* _Records for this exercise_:
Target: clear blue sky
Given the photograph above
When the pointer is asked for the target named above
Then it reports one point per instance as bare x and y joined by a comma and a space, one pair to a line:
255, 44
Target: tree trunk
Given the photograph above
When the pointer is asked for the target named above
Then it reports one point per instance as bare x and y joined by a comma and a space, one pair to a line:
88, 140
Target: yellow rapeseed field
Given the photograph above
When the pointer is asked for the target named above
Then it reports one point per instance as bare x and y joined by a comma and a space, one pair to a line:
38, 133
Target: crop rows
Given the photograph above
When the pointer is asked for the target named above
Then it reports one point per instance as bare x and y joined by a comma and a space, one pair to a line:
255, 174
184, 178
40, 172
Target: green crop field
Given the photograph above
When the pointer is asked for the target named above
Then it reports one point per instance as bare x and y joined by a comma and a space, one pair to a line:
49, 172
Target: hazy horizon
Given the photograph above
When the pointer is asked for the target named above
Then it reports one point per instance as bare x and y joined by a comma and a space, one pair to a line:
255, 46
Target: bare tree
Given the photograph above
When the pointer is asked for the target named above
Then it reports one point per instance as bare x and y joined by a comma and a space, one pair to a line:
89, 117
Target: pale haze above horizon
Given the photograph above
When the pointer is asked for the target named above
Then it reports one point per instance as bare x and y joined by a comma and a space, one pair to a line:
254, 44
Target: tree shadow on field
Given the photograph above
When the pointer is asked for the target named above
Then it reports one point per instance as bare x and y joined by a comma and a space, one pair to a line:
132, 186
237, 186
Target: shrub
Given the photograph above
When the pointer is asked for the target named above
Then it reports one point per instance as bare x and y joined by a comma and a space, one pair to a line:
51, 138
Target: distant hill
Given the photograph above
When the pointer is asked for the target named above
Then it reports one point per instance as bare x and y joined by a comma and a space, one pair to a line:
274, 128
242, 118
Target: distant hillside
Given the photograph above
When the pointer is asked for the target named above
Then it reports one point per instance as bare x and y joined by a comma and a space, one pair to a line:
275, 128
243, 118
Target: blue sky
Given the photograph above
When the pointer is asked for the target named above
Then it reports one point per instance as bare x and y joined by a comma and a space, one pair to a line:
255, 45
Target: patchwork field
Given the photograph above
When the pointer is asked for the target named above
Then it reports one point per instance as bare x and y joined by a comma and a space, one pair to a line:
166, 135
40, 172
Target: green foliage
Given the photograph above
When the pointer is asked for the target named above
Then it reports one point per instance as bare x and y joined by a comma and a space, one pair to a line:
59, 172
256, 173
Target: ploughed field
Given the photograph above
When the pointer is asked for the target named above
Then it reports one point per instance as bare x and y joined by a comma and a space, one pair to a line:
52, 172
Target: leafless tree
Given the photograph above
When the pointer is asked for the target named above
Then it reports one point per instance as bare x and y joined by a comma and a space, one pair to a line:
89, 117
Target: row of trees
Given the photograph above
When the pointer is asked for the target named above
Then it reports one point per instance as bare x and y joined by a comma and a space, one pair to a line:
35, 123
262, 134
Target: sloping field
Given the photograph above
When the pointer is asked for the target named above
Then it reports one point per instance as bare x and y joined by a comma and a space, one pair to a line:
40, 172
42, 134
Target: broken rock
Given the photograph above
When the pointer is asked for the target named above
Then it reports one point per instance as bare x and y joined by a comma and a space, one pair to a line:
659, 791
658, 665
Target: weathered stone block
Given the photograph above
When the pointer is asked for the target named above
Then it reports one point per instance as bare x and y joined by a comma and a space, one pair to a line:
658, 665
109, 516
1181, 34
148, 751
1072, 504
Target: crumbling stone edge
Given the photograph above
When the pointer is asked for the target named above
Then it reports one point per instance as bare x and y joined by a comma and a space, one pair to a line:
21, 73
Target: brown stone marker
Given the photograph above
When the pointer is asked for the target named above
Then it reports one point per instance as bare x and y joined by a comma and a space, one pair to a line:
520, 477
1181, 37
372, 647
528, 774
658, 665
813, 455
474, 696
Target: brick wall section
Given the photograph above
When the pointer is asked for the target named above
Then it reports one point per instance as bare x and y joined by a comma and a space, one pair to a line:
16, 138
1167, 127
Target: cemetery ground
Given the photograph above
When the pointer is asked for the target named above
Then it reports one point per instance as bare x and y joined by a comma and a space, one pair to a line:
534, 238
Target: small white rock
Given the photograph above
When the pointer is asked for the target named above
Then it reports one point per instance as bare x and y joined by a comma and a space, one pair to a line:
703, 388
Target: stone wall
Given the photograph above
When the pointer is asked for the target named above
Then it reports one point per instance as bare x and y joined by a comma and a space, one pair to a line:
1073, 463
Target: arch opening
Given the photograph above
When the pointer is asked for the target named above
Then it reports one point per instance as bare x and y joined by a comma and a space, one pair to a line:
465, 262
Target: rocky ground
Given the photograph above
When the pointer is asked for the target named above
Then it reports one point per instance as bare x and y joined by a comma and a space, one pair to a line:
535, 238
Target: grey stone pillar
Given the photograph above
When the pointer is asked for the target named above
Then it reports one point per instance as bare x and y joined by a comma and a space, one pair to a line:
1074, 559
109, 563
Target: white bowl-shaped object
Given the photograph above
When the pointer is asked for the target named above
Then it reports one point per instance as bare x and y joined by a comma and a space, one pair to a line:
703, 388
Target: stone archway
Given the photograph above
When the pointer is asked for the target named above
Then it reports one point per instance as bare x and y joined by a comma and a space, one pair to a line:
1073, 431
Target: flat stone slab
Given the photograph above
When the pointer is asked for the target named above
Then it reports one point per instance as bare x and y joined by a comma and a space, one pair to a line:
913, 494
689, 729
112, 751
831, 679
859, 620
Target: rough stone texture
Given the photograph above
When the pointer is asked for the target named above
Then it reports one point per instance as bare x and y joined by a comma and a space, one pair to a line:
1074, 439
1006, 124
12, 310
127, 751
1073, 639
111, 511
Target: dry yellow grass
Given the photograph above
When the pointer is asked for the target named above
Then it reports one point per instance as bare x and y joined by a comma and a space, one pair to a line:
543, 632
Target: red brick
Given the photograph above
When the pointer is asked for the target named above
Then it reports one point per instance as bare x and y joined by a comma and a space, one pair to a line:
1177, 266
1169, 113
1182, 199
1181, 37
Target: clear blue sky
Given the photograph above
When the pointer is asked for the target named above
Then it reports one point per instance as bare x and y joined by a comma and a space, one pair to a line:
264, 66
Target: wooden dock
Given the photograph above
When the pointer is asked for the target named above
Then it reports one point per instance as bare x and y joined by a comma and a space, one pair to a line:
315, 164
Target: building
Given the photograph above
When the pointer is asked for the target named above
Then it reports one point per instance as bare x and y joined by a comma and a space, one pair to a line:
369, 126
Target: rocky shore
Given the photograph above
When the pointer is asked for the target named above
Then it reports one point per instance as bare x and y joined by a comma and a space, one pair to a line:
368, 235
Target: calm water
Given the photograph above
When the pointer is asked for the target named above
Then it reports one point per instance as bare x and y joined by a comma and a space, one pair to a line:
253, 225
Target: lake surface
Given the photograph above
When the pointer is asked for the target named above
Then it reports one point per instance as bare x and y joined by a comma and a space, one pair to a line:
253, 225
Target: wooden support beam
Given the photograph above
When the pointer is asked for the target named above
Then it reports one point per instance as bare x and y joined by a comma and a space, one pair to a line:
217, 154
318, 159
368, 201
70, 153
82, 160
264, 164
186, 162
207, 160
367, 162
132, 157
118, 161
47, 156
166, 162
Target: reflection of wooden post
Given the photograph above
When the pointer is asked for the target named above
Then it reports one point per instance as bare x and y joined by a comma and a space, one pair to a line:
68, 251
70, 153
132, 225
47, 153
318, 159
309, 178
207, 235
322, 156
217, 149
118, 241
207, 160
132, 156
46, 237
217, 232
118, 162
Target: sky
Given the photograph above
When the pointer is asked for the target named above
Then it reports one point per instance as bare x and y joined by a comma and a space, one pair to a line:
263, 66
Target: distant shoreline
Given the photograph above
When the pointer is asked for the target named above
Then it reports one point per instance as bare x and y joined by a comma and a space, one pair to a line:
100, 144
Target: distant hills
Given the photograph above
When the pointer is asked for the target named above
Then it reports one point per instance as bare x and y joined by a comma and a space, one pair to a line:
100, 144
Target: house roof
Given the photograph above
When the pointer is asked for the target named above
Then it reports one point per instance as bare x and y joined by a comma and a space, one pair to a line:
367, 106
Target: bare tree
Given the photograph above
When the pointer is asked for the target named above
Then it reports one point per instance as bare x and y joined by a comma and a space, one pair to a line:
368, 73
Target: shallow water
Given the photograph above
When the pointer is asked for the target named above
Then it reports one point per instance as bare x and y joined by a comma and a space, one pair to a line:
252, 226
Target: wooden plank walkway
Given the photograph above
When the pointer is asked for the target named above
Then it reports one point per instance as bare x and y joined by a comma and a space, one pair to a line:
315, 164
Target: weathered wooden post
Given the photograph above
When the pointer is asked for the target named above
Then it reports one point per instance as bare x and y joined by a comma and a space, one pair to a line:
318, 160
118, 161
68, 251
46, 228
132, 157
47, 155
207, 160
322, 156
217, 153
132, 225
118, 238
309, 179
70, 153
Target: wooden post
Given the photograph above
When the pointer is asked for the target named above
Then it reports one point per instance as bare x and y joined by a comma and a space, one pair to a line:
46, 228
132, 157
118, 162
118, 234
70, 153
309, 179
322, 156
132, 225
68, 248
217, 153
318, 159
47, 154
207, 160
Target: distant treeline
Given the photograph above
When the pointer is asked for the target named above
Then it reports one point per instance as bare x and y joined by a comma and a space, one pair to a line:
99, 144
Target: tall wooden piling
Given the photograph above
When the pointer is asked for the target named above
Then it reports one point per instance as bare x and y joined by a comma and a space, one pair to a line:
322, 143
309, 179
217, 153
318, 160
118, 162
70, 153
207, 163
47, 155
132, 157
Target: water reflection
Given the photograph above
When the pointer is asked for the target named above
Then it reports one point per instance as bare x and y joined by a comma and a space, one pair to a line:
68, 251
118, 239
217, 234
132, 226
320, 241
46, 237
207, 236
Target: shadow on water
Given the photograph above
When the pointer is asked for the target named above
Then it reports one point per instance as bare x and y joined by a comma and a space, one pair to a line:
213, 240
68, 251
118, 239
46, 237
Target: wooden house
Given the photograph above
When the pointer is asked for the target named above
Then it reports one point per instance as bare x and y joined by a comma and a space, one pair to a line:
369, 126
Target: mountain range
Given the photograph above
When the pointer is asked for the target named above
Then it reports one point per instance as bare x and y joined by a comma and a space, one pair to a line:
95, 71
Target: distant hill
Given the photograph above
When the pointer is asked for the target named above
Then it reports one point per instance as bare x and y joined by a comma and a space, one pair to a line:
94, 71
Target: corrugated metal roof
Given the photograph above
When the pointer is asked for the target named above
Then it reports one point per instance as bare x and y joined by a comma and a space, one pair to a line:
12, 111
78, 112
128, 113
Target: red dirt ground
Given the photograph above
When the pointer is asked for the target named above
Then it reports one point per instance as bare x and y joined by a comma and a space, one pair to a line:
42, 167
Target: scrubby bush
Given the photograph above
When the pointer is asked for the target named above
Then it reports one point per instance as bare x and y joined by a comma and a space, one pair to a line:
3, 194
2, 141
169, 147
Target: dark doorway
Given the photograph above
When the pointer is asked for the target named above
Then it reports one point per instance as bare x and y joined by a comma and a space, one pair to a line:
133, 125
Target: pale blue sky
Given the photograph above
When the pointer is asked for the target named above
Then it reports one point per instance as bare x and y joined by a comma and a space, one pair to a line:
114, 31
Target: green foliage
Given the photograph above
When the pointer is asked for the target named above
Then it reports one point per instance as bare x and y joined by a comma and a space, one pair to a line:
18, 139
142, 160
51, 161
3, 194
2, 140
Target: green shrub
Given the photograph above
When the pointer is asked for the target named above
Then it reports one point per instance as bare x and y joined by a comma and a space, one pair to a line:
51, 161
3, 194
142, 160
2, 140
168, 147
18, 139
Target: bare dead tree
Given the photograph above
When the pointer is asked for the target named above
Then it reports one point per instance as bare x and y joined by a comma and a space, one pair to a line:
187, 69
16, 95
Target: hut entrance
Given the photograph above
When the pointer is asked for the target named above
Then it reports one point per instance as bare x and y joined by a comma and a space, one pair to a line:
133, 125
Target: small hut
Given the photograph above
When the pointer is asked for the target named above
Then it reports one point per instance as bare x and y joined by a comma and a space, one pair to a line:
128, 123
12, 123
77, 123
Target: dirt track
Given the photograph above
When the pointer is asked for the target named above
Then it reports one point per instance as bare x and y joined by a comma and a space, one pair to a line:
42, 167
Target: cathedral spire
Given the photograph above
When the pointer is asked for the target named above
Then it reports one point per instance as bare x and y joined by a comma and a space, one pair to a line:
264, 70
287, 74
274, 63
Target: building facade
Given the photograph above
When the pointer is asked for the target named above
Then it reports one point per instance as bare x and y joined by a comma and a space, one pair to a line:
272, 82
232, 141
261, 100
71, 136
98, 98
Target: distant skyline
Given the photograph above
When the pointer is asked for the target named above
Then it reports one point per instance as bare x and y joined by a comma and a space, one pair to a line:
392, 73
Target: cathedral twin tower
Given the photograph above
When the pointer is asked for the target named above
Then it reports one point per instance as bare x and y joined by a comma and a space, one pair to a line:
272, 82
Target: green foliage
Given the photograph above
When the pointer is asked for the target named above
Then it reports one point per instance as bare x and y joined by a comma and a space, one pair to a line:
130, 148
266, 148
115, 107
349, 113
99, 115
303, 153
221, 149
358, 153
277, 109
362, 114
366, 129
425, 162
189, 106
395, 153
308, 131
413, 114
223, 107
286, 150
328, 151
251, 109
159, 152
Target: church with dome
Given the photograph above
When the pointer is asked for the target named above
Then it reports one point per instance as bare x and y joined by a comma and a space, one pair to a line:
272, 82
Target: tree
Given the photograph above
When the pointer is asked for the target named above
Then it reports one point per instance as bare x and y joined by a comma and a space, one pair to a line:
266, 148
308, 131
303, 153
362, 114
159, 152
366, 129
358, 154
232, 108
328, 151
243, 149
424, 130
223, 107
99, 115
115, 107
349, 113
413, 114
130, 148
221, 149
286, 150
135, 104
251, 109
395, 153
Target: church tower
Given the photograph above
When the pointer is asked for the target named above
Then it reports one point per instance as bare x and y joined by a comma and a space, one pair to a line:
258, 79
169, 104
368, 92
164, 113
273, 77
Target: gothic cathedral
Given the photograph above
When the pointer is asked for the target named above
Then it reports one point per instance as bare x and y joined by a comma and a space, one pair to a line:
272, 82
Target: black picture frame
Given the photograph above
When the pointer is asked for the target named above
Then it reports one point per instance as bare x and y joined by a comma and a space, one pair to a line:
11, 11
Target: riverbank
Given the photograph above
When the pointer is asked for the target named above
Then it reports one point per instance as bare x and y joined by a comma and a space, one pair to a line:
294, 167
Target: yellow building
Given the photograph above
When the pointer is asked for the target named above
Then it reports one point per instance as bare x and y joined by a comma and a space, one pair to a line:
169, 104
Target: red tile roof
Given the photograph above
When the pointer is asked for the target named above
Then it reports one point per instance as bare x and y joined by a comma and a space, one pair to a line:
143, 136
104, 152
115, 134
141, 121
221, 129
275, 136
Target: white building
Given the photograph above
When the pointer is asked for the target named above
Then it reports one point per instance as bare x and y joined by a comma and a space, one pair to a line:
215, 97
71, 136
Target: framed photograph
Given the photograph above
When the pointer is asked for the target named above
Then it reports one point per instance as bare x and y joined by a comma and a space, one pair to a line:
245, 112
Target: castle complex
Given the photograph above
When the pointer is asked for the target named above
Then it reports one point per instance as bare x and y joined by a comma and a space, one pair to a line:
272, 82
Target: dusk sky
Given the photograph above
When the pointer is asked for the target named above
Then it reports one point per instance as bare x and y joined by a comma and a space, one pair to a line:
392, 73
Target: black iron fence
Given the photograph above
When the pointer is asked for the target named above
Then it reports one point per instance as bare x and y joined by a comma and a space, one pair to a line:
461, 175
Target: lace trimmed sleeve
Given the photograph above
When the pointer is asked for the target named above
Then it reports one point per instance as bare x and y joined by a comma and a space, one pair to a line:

* _Activity_:
Go through the material above and count the lines that contain "black"; give that number alone.

* _Exercise answer_:
2